**WHAT YOU NEED TO DO:**
In the passage on the Cosmococas, who developed the literacy program shown in the 1963 photograph?

**DOCUMENT PASSAGE:**
>> START
How can we comprehend the radical nature of the Cosmococas’ new language of behavior? To begin, we would have to ask what was at stake in the very notion of language—and its deconstruction—for Oiticica and D’Almeida circa 1973. Here we might consider a rather unlikely comparison: on the one hand, a page from Oiticica’s notebook from October 1969 outlining a participatory theater piece in which spoken variations of words encourage improvised verbal free play;10 on the other, a photograph from 1963 showing a participant in a literacy program developed by the influential Brazilian educator Paulo Freire (figs. 3–4). Written in various colors to suggest a play of voices overlapping and reverberating against one another, the words in Oiticica’s script are libidinal fragments set in motion through the operations of the Freudian slip. Lip, Stick, Stuck, Soft, Rock, Sock, Frock, Kiss, Bliss…. One word melding into and generating the next, the language imagined, and imaged forth on Oiticica’s notebook page is produced through the operations of collective desire.
>> END
**GIVEN DATA:**
>> START
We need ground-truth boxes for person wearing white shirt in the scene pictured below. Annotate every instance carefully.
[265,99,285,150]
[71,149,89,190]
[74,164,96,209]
>> END
**SOLVED PROBLEM:**
Paulo Freire, the Brazilian educator